## DATA FOR REVIEW
────────────────
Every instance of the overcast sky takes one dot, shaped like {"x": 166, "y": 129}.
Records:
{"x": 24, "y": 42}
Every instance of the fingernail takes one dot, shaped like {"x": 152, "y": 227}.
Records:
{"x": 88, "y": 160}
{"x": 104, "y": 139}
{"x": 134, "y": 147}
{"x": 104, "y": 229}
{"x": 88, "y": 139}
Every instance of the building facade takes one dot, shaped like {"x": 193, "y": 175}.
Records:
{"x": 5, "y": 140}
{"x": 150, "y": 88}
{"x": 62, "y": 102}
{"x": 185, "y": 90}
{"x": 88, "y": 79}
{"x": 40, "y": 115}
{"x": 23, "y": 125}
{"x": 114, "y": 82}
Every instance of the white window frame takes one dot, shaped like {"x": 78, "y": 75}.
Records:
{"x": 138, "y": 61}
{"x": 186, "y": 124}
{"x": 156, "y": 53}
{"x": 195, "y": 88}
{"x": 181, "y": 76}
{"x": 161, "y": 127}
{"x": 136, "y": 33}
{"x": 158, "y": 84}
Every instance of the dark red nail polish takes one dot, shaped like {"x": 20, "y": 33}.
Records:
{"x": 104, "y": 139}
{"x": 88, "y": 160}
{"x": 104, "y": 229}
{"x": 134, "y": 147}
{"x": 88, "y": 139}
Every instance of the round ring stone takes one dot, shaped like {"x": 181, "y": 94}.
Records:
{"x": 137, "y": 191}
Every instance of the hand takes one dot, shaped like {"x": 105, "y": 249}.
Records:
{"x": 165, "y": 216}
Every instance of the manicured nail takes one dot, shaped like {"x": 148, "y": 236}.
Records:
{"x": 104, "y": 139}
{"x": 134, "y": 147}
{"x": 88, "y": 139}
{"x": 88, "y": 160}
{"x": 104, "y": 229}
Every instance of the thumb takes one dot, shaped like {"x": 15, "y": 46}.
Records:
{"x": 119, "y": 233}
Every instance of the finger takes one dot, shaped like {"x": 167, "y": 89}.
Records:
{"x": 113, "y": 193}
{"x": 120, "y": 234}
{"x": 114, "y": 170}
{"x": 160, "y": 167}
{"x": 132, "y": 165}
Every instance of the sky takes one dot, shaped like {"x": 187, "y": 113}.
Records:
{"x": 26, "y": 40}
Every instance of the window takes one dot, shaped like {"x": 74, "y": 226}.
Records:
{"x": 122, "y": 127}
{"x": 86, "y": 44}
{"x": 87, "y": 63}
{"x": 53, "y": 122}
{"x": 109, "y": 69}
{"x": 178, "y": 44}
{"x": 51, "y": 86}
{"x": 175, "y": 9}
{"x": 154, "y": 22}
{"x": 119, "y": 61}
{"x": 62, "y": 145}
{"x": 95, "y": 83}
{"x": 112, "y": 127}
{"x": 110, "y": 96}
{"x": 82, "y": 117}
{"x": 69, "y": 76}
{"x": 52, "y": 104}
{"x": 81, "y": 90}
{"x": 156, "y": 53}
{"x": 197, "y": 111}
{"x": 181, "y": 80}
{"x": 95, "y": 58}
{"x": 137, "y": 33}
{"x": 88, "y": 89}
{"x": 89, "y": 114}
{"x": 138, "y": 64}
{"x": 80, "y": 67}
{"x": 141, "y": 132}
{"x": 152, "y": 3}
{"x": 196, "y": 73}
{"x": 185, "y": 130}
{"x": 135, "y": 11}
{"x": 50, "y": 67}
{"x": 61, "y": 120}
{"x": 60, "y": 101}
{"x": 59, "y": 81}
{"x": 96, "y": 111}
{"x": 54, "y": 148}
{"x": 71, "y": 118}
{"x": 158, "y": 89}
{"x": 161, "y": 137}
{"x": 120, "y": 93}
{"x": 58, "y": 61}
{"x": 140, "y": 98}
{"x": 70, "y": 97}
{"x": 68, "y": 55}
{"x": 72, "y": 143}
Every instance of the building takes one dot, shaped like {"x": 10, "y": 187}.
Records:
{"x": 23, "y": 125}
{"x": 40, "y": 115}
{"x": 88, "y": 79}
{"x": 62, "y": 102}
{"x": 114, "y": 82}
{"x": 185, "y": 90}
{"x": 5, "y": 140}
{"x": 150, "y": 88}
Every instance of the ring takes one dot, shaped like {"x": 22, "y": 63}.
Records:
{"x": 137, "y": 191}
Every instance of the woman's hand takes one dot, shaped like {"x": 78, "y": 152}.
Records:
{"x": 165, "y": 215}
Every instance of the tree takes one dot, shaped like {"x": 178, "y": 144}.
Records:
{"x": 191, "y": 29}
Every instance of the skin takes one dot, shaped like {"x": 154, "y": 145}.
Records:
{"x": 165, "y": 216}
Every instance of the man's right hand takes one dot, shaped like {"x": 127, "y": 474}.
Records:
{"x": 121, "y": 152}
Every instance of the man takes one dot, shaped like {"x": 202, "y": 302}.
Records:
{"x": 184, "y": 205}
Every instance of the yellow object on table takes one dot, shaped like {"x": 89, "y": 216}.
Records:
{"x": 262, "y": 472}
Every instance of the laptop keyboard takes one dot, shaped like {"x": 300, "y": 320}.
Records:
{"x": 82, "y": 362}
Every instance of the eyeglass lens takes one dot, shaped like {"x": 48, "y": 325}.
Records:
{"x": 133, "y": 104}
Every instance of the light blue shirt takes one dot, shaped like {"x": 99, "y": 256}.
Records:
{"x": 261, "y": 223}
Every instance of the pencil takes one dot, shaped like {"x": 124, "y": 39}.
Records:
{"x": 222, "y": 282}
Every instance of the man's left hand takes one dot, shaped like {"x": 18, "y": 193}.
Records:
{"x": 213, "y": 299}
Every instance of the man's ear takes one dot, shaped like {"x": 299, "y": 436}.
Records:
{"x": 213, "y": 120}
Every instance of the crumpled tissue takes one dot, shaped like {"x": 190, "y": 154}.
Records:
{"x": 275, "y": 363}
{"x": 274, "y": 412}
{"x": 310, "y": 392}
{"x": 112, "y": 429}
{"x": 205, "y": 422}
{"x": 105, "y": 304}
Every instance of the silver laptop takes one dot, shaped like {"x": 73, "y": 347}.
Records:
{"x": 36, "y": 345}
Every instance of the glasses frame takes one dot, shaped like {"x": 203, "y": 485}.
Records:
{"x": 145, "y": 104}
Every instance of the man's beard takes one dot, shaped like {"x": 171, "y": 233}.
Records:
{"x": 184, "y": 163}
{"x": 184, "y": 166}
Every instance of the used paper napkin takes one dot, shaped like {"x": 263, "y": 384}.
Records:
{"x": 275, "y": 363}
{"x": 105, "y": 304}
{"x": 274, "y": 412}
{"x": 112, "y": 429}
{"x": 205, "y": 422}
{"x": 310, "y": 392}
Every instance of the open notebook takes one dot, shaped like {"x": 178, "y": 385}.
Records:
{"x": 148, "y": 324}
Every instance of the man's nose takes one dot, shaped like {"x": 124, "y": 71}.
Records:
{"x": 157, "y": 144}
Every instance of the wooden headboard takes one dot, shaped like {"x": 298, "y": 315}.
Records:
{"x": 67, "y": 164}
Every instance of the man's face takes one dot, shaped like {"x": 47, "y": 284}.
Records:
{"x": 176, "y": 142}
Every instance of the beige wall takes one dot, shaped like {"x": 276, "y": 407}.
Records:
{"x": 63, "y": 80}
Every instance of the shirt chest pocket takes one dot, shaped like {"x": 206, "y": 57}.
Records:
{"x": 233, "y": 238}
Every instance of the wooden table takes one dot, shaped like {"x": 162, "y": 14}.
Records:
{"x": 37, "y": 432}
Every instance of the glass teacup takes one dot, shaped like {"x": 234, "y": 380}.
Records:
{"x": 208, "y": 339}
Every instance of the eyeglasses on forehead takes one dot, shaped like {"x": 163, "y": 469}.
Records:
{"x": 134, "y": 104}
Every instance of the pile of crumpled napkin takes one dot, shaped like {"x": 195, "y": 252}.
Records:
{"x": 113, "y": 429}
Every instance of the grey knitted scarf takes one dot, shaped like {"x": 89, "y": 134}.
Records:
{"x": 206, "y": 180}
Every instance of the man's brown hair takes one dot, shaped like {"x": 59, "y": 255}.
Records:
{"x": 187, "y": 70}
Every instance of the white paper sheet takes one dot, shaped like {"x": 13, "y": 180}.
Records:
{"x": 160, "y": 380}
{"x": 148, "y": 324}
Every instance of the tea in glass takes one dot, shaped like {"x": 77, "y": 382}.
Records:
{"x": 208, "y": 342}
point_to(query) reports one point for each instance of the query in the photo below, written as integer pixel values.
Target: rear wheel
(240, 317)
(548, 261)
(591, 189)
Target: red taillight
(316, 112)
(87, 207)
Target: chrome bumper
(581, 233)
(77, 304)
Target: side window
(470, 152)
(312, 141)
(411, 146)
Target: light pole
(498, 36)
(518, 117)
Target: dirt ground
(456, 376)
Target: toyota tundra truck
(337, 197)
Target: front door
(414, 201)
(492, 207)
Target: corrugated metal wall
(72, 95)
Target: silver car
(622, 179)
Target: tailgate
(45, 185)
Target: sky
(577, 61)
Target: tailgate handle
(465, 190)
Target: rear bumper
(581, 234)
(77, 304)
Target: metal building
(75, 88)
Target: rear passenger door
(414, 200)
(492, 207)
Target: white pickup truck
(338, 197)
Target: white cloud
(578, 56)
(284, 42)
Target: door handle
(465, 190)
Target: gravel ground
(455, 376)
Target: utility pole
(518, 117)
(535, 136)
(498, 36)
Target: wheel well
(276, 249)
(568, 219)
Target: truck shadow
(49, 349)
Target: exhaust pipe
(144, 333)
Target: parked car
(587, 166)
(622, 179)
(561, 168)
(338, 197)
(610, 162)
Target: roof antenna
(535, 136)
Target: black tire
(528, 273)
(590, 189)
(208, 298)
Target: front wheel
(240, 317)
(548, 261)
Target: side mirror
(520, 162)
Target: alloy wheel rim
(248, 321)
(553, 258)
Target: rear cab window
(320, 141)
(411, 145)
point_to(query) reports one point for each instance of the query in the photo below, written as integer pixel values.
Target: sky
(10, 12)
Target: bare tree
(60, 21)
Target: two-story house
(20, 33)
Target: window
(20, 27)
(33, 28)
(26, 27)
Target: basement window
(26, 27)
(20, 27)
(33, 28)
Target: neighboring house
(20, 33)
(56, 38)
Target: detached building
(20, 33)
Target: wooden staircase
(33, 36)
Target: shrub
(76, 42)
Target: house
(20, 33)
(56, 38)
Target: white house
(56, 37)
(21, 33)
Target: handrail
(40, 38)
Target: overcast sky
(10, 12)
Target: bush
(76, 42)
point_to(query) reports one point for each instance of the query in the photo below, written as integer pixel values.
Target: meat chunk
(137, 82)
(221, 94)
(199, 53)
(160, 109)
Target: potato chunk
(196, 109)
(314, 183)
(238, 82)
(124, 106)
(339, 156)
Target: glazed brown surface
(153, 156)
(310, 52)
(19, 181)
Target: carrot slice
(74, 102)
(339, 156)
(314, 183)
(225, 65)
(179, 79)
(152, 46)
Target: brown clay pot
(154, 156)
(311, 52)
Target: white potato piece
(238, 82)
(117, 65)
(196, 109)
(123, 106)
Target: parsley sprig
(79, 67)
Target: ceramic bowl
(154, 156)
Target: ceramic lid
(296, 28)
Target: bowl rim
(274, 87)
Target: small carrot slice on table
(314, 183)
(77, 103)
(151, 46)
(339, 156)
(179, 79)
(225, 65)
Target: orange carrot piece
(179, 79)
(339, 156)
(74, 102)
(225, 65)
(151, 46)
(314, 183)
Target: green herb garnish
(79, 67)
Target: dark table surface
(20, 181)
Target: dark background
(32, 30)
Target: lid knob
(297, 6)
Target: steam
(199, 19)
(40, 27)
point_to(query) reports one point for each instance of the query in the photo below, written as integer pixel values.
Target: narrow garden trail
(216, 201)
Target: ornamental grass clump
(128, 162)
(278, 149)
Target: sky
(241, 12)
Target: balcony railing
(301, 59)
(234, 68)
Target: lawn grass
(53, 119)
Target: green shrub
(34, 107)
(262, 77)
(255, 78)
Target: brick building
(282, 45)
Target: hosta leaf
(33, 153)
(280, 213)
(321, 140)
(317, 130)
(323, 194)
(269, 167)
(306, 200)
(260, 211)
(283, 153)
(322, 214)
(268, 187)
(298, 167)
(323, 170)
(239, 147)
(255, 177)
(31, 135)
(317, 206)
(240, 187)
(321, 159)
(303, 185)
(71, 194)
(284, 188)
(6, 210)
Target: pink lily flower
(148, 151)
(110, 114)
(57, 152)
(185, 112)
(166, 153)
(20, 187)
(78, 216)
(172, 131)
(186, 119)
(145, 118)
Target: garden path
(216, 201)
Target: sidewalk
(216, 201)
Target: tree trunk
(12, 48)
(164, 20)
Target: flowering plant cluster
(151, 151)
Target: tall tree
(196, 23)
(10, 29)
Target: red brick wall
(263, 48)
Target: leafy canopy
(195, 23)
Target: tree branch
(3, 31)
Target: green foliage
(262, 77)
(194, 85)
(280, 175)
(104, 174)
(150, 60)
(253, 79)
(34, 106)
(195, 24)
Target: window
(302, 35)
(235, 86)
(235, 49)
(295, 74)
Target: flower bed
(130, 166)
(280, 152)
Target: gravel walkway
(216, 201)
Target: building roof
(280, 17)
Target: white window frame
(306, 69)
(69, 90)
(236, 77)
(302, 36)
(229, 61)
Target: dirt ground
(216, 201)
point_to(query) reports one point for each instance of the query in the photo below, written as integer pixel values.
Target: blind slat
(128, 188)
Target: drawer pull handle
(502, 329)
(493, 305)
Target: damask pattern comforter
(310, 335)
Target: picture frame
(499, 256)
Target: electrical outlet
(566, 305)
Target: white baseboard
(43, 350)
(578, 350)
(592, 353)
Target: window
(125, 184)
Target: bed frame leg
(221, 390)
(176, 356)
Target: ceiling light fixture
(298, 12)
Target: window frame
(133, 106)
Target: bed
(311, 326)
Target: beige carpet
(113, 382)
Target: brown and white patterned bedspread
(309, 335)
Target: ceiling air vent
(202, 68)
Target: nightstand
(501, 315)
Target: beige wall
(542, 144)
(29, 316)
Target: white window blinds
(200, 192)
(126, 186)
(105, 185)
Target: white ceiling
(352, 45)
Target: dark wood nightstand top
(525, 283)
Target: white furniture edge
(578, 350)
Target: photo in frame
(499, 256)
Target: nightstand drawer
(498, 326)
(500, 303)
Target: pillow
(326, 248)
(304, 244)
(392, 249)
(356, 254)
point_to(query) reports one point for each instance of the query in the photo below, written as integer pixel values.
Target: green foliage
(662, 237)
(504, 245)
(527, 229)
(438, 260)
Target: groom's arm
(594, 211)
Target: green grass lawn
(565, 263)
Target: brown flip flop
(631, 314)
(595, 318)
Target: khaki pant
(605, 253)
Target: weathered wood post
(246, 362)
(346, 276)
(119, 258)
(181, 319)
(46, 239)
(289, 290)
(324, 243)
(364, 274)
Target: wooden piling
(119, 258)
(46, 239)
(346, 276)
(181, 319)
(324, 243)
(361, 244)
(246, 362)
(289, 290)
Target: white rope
────────────────
## EXERCISE PROMPT
Extract the lines of the preceding material that run from the line with "Every instance of the yellow" through the line with "Every instance of the man's left", inclusive, reproducing them exactly and adding nothing.

## RESULT BELOW
Every instance of the yellow object on table takes one dot, shaped like {"x": 89, "y": 216}.
Records:
{"x": 262, "y": 472}
Every instance of the laptop keyboard takes one dot, shaped like {"x": 300, "y": 320}.
Records:
{"x": 82, "y": 362}
Every instance of the eyeglass lens takes one dot, shaped like {"x": 48, "y": 325}.
Records:
{"x": 133, "y": 104}
Every instance of the light blue shirt takes one dot, shaped like {"x": 99, "y": 256}.
Records:
{"x": 261, "y": 223}
Every instance of the pencil takes one dot, shaped like {"x": 124, "y": 39}.
Records:
{"x": 222, "y": 282}
Every instance of the man's left hand takes one dot, shaped like {"x": 18, "y": 193}.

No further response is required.